Return the lines below exactly, starting with the line containing "Where can the blue" and continuing through the last line.

**Lines from a pointing dataset**
[START]

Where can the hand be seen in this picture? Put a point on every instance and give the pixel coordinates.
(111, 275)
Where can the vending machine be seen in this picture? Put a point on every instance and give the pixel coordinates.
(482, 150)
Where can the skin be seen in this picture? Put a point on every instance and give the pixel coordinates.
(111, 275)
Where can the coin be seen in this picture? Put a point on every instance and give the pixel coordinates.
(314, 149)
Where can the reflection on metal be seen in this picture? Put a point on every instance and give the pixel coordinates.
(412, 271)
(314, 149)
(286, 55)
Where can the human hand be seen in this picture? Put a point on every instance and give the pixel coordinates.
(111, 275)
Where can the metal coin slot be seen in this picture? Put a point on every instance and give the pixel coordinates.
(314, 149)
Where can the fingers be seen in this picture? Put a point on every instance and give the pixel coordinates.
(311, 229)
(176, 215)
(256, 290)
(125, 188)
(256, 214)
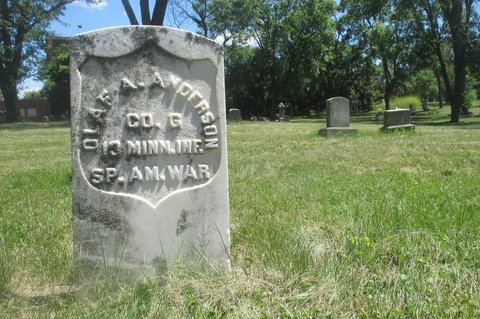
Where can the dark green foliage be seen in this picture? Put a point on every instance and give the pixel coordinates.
(56, 76)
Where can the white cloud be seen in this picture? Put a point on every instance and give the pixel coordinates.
(97, 4)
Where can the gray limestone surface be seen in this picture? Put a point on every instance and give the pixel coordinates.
(338, 117)
(149, 151)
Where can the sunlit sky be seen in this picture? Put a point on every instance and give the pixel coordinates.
(80, 17)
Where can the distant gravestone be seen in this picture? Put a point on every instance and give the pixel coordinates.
(234, 115)
(397, 119)
(149, 151)
(338, 117)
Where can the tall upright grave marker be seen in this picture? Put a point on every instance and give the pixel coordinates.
(338, 117)
(150, 183)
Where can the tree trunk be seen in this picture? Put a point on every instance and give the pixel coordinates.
(454, 17)
(440, 88)
(388, 84)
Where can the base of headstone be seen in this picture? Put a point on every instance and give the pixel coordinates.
(334, 131)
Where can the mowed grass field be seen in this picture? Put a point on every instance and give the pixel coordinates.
(372, 225)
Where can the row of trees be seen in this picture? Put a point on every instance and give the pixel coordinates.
(299, 52)
(302, 52)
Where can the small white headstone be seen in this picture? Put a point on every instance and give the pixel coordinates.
(149, 153)
(338, 117)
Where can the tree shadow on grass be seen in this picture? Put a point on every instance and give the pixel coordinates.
(472, 124)
(23, 126)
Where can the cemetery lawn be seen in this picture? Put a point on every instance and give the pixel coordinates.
(372, 225)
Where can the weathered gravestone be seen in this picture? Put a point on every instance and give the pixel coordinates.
(397, 119)
(338, 117)
(149, 151)
(234, 115)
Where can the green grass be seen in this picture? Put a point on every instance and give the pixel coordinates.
(373, 225)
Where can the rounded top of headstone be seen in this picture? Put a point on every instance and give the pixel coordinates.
(122, 40)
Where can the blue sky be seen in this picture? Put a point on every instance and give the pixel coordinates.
(80, 17)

[END]

**Exercise answer**
Where can the blue sky be seen in this picture? Put a point on every instance and give the pixel coordinates.
(80, 17)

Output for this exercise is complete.